## TASK INSTRUCTIONS
Go through the lines below and retype each one exactly.

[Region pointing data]
====================

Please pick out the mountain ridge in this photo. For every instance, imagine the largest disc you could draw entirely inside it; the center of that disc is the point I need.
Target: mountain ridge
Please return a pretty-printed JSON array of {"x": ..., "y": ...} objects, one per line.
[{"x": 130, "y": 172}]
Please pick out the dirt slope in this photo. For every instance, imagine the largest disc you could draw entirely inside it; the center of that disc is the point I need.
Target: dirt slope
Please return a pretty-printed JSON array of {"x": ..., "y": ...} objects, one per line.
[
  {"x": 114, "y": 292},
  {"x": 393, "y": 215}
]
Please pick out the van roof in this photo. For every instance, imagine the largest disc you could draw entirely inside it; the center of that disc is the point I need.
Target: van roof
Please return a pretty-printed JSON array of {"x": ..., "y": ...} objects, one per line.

====================

## THE COMPLETED TASK
Please pick out the mountain ridge in this photo. For every instance, imagine the largest disc you could draw entirely inside it; the center of that disc is the point I need.
Target: mountain ridge
Please return a pretty-printed JSON array of {"x": ..., "y": ...} objects, one per line.
[{"x": 130, "y": 172}]
Please pick out the dirt slope in this photo. For every instance, imagine the largest disc you could draw entirely inside it; the center of that disc is the point I need.
Target: dirt slope
Please return a pretty-printed JSON array of {"x": ..., "y": ...} objects, one per line.
[
  {"x": 114, "y": 292},
  {"x": 393, "y": 215}
]
Please pick out the van roof in this photo. For every instance, imagine the largest disc you could draw entirely inside it; the center of that disc is the point I need.
Target: van roof
Please return a pretty-printed JSON array of {"x": ..., "y": ...} objects, one per line.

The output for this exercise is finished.